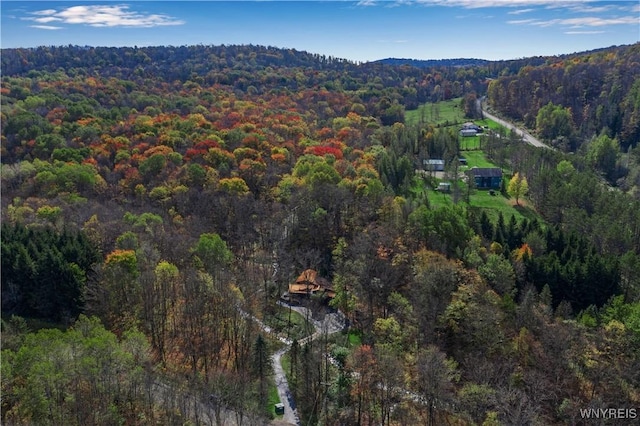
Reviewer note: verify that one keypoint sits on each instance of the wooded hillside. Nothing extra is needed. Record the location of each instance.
(158, 201)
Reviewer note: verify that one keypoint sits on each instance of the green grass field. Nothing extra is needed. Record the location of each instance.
(442, 112)
(477, 159)
(492, 204)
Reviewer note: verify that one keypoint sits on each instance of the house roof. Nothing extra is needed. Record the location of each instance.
(485, 172)
(309, 282)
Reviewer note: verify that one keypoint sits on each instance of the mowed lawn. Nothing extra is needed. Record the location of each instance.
(444, 112)
(482, 199)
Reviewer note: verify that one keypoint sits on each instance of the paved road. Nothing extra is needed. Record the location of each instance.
(526, 136)
(331, 323)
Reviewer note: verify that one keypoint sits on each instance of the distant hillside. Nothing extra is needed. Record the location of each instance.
(428, 63)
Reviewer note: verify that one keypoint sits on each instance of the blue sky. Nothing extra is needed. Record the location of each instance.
(356, 30)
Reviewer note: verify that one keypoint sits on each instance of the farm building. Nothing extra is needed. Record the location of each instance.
(444, 187)
(486, 178)
(470, 129)
(433, 165)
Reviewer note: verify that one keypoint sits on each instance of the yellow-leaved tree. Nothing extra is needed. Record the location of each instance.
(518, 187)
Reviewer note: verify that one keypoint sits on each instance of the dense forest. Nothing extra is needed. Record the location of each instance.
(158, 201)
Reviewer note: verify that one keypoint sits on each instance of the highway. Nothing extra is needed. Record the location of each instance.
(526, 136)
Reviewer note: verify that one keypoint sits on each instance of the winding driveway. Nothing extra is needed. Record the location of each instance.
(331, 323)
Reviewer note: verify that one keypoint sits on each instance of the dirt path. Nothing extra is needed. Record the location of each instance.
(331, 323)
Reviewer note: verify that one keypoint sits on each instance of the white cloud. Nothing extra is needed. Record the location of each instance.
(520, 11)
(583, 32)
(587, 21)
(476, 4)
(46, 27)
(103, 16)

★ ★ ★ ★ ★

● **PROBLEM REQUIREMENTS**:
Retype all entries above verbatim; no pictures belong in the copy.

● **ANSWER TO THE EXERCISE**:
Reviewer note: verify that one keypoint sits on each instance of the wooded hillside. Nothing extra is needed. Record the location of each instance.
(158, 201)
Reviewer note: verify that one keypoint sits on each instance of the green grass field. Nothing extra is needed. Record the location of each instance.
(442, 112)
(477, 159)
(492, 204)
Reviewer note: verify that one keypoint sits on each instance of the house roof. Nothing extra is needed. Record the location of each instance.
(485, 172)
(309, 282)
Reviewer note: verify that one keypoint sits on each instance of the mowed lawn. Nothing extra is needed. Record the location of each instance.
(444, 112)
(482, 199)
Reviewer note: verify that one keypoint sits on each instance of the paved road. Nothing extra is needed. Record the location of each instance.
(526, 136)
(331, 323)
Reviewer note: verify that one keypoint sits on each instance of the distant hillside. Nothing extra is needed. Record the location of each instance.
(428, 63)
Reviewer note: verify that one keypoint sits on each instance of the blue sky. Nothing extra is needed. Record the location of each instance.
(356, 30)
Reviewer note: verify that one keypoint sits on each instance of the farm building. Nothing extra is needed. Record the location of each instance.
(444, 187)
(486, 178)
(470, 129)
(433, 165)
Reviewer note: verify that one keypoint sits on each instance of the yellow-leaved tree. Nothing extra is needed. Record the location of each instance.
(518, 187)
Reviewer note: verify that one keypoint sits on each instance of the dense forest. Nothing extra is needed. Record the location of each instance.
(158, 201)
Reviewer note: verify that one keypoint sits on each instance of the highway. Nothing extra is needed. Record the location of each instance.
(526, 136)
Reviewer note: verify that one keypoint sits on each instance of the winding driveway. Nothing extra is needed. Record the location of each instance.
(331, 323)
Reviewer note: verify that one keypoint sits on each instance of the dirt path. Nothing extra is needed. Record the location of each instance.
(331, 323)
Reviewer note: verify that one keypoint sits on each instance of the white cloud. Nothing extra is needed. Record the location of each instance.
(520, 11)
(583, 32)
(587, 21)
(476, 4)
(46, 27)
(103, 16)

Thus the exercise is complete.